EXCERPT →
SNAKE Q&A 001: SUPER SATURDAY (SALLY SIMMS)
Super Saturday on Frank O'Hara, Jayne interiors, Monte Vision, Fumio Yoshimura, Gaetano Pesce and more
New feature here at Snake. Every other Friday or so an interview with a person in good standing of the newsletter whose taste in vintage, furniture and adjacent fields is worth celebrating and learning from. Expect sellers, buyers, set designers, artists, adjacents, set designers, etc…
Here’s the first…
Sally Simms, Super Saturday / Instagram / Charleston, S.C. / Dealer of things that make people go “wow, great place.”
Sally deals next level furniture and design items as Super Saturday which is based in Charleston. She ships. The store opens in May.
SNAKE Q&A 001
Fav flea market?
I’m so far bereft of furniture fleas in Charleston. Carolinians, please help. Good tshirts though at 84flea here.
Best flea market day ever—what did you get?
Lil baby 19 year old me went to Portobello Road Market for the first time and bought a lavender scarf that I still have that still smells like market spices same as it did that day. Pure nostalgia answer - it’s just a scarf. It was a formative time.
Best eBay purchase?
An early edition of Lunch Poems by Frank O’Hara, which contains my favorite poem The Day Lady Died (it’s about Billie Holiday), for friends with two kids named Billie and Frank. It was a hundred dollars in 2008 but it was a really important gift to me so I shelled out.
Best Craigslist find?
My old roommate William Cullum, who does interiors with Thomas Jayne. He said he responded to my ad because of the furniture (flattery). He made his room incredible. He hung dropcloth that he painted with rough black stripes over two antique spears over the bed. The first week he moved in, he called me one night after work, it was raining, and was like, “- please don’t think I’m crazy but can you meet me at this intersection to carry a heavy table home from the trash” - babe yes, this is quotidian. It was a Grosfeld House shell console table. I got a lot of beautiful furniture off the street in New York.
Best LiveAuctioneers find?
It tends to be enormous sculptures several states away for me. I bought a sculpture of a towel rack from the estate of a North Carolina gallerist. The rack is steel and concrete, and the towels look real but they’re marble hanging over the steel. That one was a whopper to move. I have a big curvy 12’ clam rake sculpture I shipped from Pennsylvania. The shippers always comment. When a guy says “you got cool stuff in here”, I work with them again.
IG seller account you hang out on/look at their stuff the most?
Monte Visión brings me joy. She’s got perspective - it’s personal, it keeps surprising you. I love when a dealer’s curation is a window into their head. I like to know how she’s doing and see the world she’s building.
Thing you most regret passing on?
I really, really try never to think about this and I mostly succeed. But easily a wall-hanging life-size sculpture of a trench coat and umbrella carved in wood.
Best thing you got for insanely cheap?

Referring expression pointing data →
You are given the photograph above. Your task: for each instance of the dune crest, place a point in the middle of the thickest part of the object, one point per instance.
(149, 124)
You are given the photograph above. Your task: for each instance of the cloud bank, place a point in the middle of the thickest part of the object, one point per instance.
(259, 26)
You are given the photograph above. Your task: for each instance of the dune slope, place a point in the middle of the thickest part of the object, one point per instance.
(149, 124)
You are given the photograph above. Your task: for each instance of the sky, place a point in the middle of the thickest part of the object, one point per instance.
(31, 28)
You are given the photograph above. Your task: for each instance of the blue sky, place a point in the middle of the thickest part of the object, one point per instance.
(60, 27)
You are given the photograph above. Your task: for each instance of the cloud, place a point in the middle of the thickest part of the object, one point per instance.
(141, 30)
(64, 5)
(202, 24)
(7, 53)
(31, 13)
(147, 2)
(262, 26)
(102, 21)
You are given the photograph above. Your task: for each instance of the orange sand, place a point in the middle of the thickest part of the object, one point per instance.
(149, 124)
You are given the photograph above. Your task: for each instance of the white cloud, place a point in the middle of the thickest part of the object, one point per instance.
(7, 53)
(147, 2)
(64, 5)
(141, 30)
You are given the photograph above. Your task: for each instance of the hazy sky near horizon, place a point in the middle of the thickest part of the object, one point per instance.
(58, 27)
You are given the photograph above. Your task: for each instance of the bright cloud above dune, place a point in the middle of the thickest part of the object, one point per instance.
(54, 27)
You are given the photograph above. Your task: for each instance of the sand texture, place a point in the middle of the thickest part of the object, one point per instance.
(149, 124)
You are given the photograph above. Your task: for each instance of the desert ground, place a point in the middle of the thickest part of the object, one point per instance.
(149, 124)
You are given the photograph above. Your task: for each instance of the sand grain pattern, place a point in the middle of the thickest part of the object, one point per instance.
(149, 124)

PROBLEM TO WORK ON → Extend the Super Saturday interview from the point where it stops.

REPLY →
Cheap is really in the eye of the beholder, especially when you buy unattributed works. I buy a lot of things some people would argue there’s no price cheap enough for, and other people consider priceless. That is the idea. But still, easily - I bought a sculpture by Fumio Yoshimura of a life-size granny cart full of groceries with an umbrella hanging off the handle, all carved so delicately in wood. It belongs in a museum. I think all the other buyers must have slept in that day or something. All the groceries come out individually from a (wood) paper bag inside the cart, even way down at the bottom - artichokes, bologna, milk. Sometimes I think about it and tear up. I can’t believe a person can buy something like that to just own. I can’t imagine how long it took to make. I could never make something so wonderful. I plan to display it in my store in Charleston. (starting at the May launch party).
Best thing you overpaid for?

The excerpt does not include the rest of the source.